• _PROBLEM STATEMENT_: Look through the listing below, find every line with the string "pointer", and copy it.

• _DATA SUPPLIED_:

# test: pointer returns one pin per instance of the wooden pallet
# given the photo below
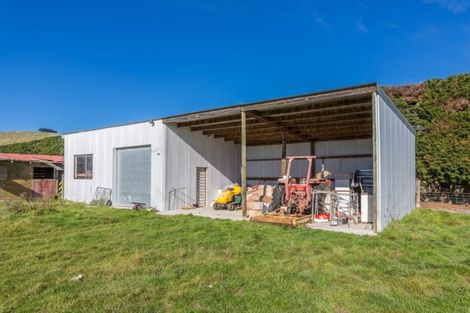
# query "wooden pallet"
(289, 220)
--
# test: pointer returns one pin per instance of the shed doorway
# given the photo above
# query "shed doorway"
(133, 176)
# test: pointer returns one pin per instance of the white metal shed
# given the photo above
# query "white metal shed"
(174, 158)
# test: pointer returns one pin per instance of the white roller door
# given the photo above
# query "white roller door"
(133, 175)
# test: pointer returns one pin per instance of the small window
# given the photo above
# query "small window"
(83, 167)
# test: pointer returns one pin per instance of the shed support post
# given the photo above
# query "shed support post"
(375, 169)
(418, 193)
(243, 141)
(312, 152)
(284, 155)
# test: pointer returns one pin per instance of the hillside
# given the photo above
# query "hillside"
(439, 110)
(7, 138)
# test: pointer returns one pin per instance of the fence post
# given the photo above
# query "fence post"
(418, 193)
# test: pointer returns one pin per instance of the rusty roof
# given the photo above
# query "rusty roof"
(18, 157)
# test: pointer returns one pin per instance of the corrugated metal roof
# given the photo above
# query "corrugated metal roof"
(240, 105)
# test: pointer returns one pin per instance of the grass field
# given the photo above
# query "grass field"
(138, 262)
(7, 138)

• _OUTPUT FOR THIS TASK_:
# test: pointer returns one pin per instance of the wooden pallet
# test: pointer returns one pin per instance of the shed doorway
# test: pointer returns one pin per instance of the white metal shed
# test: pointer returns one pin per instance of the white roller door
# test: pointer returns one pin per instance of the small window
# test: pointer returns one pin per instance of the shed support post
# test: pointer returns one pin per instance of the hillside
# test: pointer returns one pin per instance of the fence post
# test: pointer returns one pin per instance of the rusty roof
# test: pointer returns one pin per instance of the corrugated metal roof
# test: pointer returns one pin per instance of the grass field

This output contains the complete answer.